Problem set:
• a. Answer these from the blog post about 2012:
(i) What does the writer call 2012?
(ii) What happened with the writer's employment over the last year?
(iii) What two things does the writer say were missing?
• b. Say whether each statement agrees with the blog post about 2012. Answer yes or no, and quote the words that decide it.
(i) The writer was published in print for the first time.
(ii) The writer knew exactly how the plan would work out.
(iii) In the envisioned life, the writer writes in the evenings.
• c. Carry on the blog post about 2012, starting after its final sentence.

Selected text:
┄┄┄┄┄┄
2012 was my year of revolution.

2012

I had to get clear, be patient, deal with being exactly where I was and am and keeping pressing on.

I look back on the last year and it all happened exactly the way it needed to for me to be pushed to do what I want to do. I wrote a lot, I published on this blog, I was published in print for the first time. I got fired, I got hired somewhere else. Something was missing. My passion. My fire.

I kept thinking about what I wanted to see in my future. There was doubt, fear, and all the other things that come with worry, but I kept on and on. This revolution was years in the making.

I envisioned true revolution something like this:

I work from home, I exercise when I want, I write in the mornings, I make enough money to feel safe. I wrote it down, erased it, rewrote with more clarity and intention. I pulled images together in my head of what it looked like. What it meant. How it would feel.

I had no idea how it would work OR IF, but I was certain about this – if I didn’t start today and today and NOW, I would never know. So I did it. I began.
┄┄┄┄┄┄
Extracted information:
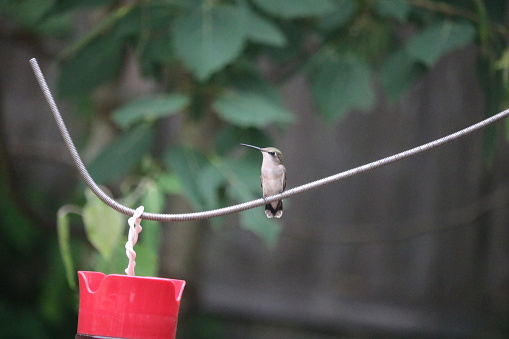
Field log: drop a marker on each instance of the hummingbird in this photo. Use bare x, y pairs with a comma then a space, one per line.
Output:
273, 178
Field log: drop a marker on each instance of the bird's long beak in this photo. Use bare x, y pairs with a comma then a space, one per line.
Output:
258, 148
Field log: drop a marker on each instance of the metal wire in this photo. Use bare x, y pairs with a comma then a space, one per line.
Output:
254, 203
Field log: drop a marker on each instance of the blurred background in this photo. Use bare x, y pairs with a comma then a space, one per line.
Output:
157, 96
┄┄┄┄┄┄
Responses per task:
• a.
(i) The writer's "year of revolution."
(ii) The writer got fired and then got hired somewhere else.
(iii) Passion and fire.

• b.
(i) Yes: "I was published in print for the first time."
(ii) No: "I had no idea how it would work OR IF"
(iii) No: "I write in the mornings"

• c.
And last week I resigned from my job because it happened, it all came together, all the stars aligned and I now work for myself. I did it. I started my own business. I can shape it into what I want it to be. To write, to take on only the work that I want to be doing, to believe in myself and to take my own advice and GO!  I’m terrified and overjoyed. Thankful, humble and feeling badass all at the same time.

And I find it no coincidence that it’s right about year ago today that I started, that I began. That I posted for the first time on this blog. That I wrote my way through all of it.

My friend Candice always says, be careful what you wish for, because you just might get it.

It might not be exactly the way you envisioned getting there, but you just might get it.  Dreams do come true – are you willing to risk it? Take that chance? Set it all on fire? Start today?!